THE REQUEST: Pick out each line of the entries that contains the word "every", and copy those lines.

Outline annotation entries

┏━━

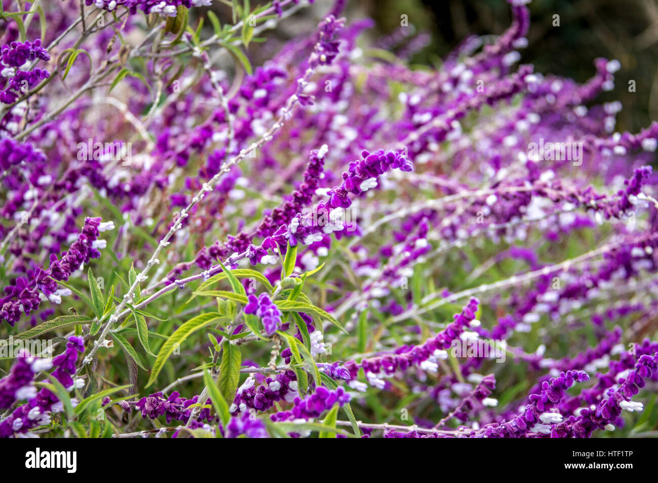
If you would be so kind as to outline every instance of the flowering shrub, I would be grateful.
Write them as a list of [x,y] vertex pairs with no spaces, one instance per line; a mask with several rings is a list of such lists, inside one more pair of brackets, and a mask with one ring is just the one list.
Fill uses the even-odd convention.
[[342,0],[0,1],[0,436],[655,430],[658,124],[527,3],[430,68]]

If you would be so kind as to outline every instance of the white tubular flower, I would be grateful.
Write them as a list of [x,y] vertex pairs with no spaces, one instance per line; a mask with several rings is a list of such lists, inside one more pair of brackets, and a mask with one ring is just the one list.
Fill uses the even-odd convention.
[[562,422],[562,415],[559,413],[542,413],[539,419],[547,425],[555,424]]
[[114,221],[105,221],[104,223],[99,224],[98,225],[98,231],[101,232],[107,231],[108,230],[113,230],[113,229],[114,229]]
[[363,181],[361,184],[359,185],[359,189],[361,191],[367,191],[370,188],[374,188],[377,186],[377,178],[368,178]]
[[436,373],[439,371],[439,365],[436,362],[432,362],[430,361],[423,361],[420,363],[419,367],[423,371],[427,371],[430,373]]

┗━━

WRITTEN SOLUTION:
If you would be so kind as to outline every instance of the flowering shrub, I would be grateful.
If you would be so kind as to outline every instance of the white tubular flower, I would be grateful.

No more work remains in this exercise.